Énoncé:
Remplacez « champ de foire » par « pugilat » dans le passage de l'extrait sur la primaire de la gauche qui s'ouvre sur les mots contenant « Un débat politique... » et se clôt sur « rapproche le plus. », puis donnez ce passage ainsi modifié.

Extrait choisi:
▶

Quatre Français sur dix disent s'intéresser à la primaire de la gauche. Certains parient sur une faible mobilisation, qui inévitablement profiterait à ceux qui ne veulent voir se déplacer que les derniers soutiens indéfectibles de la politique gouvernementale. Nous avons besoin que le peuple de gauche – à tout le moins une fraction importante de celui-ci – se mobilise pourtant en masse pour permettre tout à la fois de créer une dynamique de rassemblement et offrir une légitimité citoyenne suffisante pour affronter la droite et l'extrême droite. Fin novembre 2016, les Français ont démontré qu'ils savaient se saisir des occasions qui leur étaient données de donner leur avis. Il faut espérer qu'ils le fassent aussi les 22 et 29 janvier prochains ; je me risque à un objectif : vu l'état de la gauche, atteindre ou dépasser 1,5 millions électeurs serait un résultat encourageant. Mais pour l'atteindre il faut convaincre les Français de la qualité de nos débats, de nos propositions, de notre éthique collective. Ce qui est difficile à réaliser si les débats s'enlisent encore comme ces dernières semaines sur les thématiques identitaires ou sur des considérations tactiques dignes de congrès du PS.
Un débat politique... pas un champ de foire
Je vais donc, après avoir peigné un tableau de la situation et des enjeux politiques de cette primaire, m'attacher à définir ce qui motive mes choix politiques de fond dans cette primaire.
Chacun sait que j'étais engagé intensément dans la campagne de Marie-Noëlle Lienemann ; elle a souhaité renoncer pour des raisons qui lui sont personnelles – bien que je considère toujours que son projet était le plus pertinent – au premier rang desquelles se trouve la volonté de ne pas en rajouter dans l'éparpillement des candidatures et de permettre le rassemblement de la gauche socialiste. Il me semble donc que pour atteindre l'objectif qu'elle pointait en se retirant, il n'est pas possible de rester silencieux : il faut s'engager et tâcher de faire gagner dans les urnes le projet qui s'en rapproche le plus.
C'est le choix que j'ai fait en rejoignant avec mes camarades de Maintenant la Gauche la campagne d'Arnaud Montebourg. Je ne prétendrai pas que j'ai toujours partagé la démarche du candidat du made in France – sinon je n'aurais pas préféré à l'origine Marie-Noëlle Lienemann – mais pour un certain nombre de sujets essentiels, sa démarche et son projet répondent à mes attentes, bien plus que tout autre candidat.

◀

Données d'étiquetage des coordonnées
▶

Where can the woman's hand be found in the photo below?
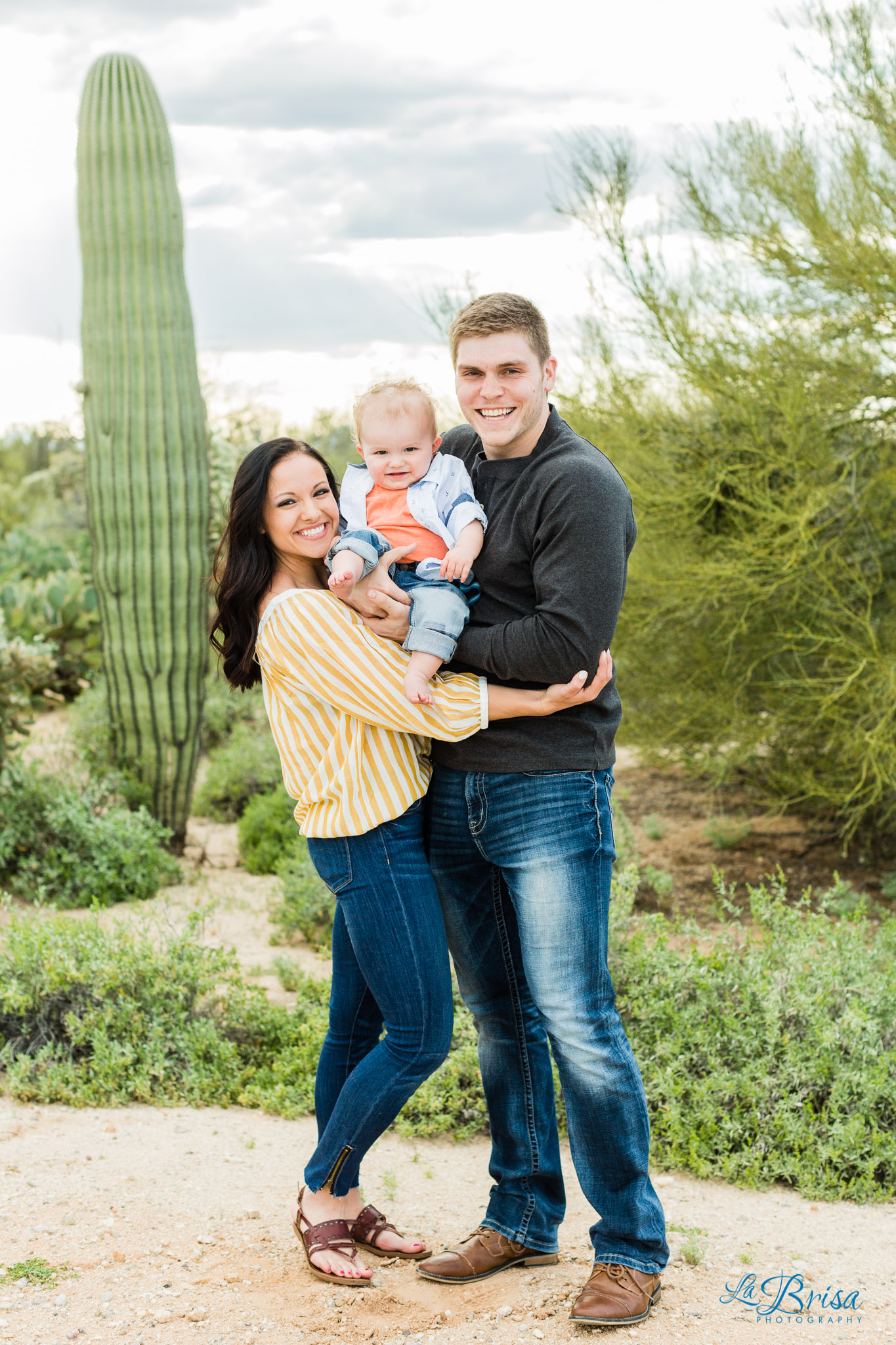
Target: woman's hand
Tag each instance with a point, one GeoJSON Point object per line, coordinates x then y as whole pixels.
{"type": "Point", "coordinates": [507, 703]}
{"type": "Point", "coordinates": [562, 695]}
{"type": "Point", "coordinates": [379, 602]}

◀

Réponse attendue:
Un débat politique... pas un pugilat
Je vais donc, après avoir peigné un tableau de la situation et des enjeux politiques de cette primaire, m'attacher à définir ce qui motive mes choix politiques de fond dans cette primaire.
Chacun sait que j'étais engagé intensément dans la campagne de Marie-Noëlle Lienemann ; elle a souhaité renoncer pour des raisons qui lui sont personnelles – bien que je considère toujours que son projet était le plus pertinent – au premier rang desquelles se trouve la volonté de ne pas en rajouter dans l'éparpillement des candidatures et de permettre le rassemblement de la gauche socialiste. Il me semble donc que pour atteindre l'objectif qu'elle pointait en se retirant, il n'est pas possible de rester silencieux : il faut s'engager et tâcher de faire gagner dans les urnes le projet qui s'en rapproche le plus.